* _EXERCISE_
Extract all of the data and reproduce it precisely.

* _INFORMATION PROVIDED_
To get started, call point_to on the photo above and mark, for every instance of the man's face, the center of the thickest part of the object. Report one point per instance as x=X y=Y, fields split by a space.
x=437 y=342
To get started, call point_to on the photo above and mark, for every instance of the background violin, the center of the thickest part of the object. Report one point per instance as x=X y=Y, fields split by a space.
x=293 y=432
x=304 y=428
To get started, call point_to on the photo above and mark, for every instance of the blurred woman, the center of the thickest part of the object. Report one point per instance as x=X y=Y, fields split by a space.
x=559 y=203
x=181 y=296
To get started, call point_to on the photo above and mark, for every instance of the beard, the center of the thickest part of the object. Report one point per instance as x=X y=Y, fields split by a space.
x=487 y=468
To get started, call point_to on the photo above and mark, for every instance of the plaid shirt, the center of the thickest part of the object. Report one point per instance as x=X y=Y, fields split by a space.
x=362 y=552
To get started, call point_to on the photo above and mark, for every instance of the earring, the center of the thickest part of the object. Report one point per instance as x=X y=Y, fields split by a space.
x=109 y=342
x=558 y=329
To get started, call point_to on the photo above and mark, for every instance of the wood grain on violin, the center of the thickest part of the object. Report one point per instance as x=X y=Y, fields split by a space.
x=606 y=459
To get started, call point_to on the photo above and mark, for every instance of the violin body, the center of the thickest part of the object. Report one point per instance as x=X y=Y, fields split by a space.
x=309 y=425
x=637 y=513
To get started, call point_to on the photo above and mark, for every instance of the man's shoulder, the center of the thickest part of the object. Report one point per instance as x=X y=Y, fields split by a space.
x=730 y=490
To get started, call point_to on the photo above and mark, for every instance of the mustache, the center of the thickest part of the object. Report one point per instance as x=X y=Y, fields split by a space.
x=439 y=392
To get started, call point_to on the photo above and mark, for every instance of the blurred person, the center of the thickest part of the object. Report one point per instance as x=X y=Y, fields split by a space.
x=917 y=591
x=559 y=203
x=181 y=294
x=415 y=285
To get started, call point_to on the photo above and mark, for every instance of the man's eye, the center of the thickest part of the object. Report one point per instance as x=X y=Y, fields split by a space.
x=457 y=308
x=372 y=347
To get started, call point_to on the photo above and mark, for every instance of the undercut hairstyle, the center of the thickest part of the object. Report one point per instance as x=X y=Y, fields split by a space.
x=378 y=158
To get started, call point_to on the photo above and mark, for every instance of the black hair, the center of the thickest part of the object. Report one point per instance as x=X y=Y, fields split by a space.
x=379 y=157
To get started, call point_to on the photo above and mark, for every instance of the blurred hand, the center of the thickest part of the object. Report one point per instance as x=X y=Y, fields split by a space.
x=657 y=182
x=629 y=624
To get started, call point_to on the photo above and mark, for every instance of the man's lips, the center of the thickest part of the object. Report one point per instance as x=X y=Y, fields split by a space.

* _TASK OUTPUT_
To get started, call point_to on the photo above and mark, for every instance of the man's face, the center of the thickest part of the object. Report one point per instance as x=X y=Y, fields split by a space.
x=437 y=342
To get started, call point_to on the photo above and mark, for every instance of the background violin, the center of the thickest part of the object. Report one point per instance as x=X y=Y, fields split by a space.
x=293 y=432
x=304 y=428
To get started, call point_to on the photo above and mark, for every instance of the blurred woman, the center of the thickest part of the object. Report one point per instance as x=X y=Y, fields split by a space.
x=559 y=203
x=181 y=296
To get started, call point_to on the photo above and mark, for every instance of the beard, the center of the thickest part of the object. Report one point per instance as x=X y=Y, fields split by a space.
x=487 y=468
To get started, call point_to on the photo above and mark, for every instance of the plaid shirt, the center of the thickest part of the object. Report one point per instance as x=X y=Y, fields split by a space.
x=362 y=552
To get started, call point_to on the photo above and mark, for every instance of the earring, the center of the thickest part of the object. Report one point per instance as x=X y=Y, fields split by a space.
x=109 y=342
x=558 y=329
To get started, call point_to on the photo above and mark, for every instance of the wood grain on violin, the center of the thickest part of the object. Report one point per instance as x=X y=Y, fields split by a space.
x=606 y=459
To get started, call point_to on the photo above and mark, for every instance of the violin body, the center of the thickest part of the object. Report one point per instance as x=X y=Y, fields split by a space.
x=309 y=425
x=637 y=513
To get started, call point_to on the photo above and mark, for every instance of the man's shoulder, the center of the thickest part of the object. Report one point per instance as x=X y=Y, fields split by a space.
x=730 y=490
To get started, call point_to on the photo above and mark, for every instance of the mustache, the center of the thickest part of the object. Report one point per instance as x=X y=Y, fields split by a space.
x=439 y=392
To get started, call point_to on the photo above and mark, for every instance of the blurred person, the center of the thickest part of the object. Report one point per instance as x=X y=Y, fields split by a space.
x=917 y=591
x=559 y=203
x=181 y=294
x=415 y=285
To get started, call point_to on the photo above and mark, for every instance of the man's eye, the center of the thickest part of the object. Report one point per instance as x=X y=Y, fields split by a space.
x=457 y=308
x=372 y=347
To get started, call point_to on the photo above and mark, for every instance of the undercut hairstyle, the center of the thickest part of the object. Report one point per instance as x=X y=Y, fields split by a space.
x=378 y=158
To get started, call point_to on the photo above and mark, for every instance of the black hair, the center of the thickest part of the object. Report one point per instance as x=X y=Y, fields split by a space.
x=379 y=157
To get started, call point_to on the photo above and mark, for every instance of the blurred hand, the center of the thickest part of the object. Report one point per instance as x=X y=Y, fields split by a space.
x=657 y=182
x=629 y=624
To get started, call point_to on the photo above and mark, for every instance of the man's lips, the center of the thickest part of the object. Report one point per instance as x=X y=Y, fields split by a space.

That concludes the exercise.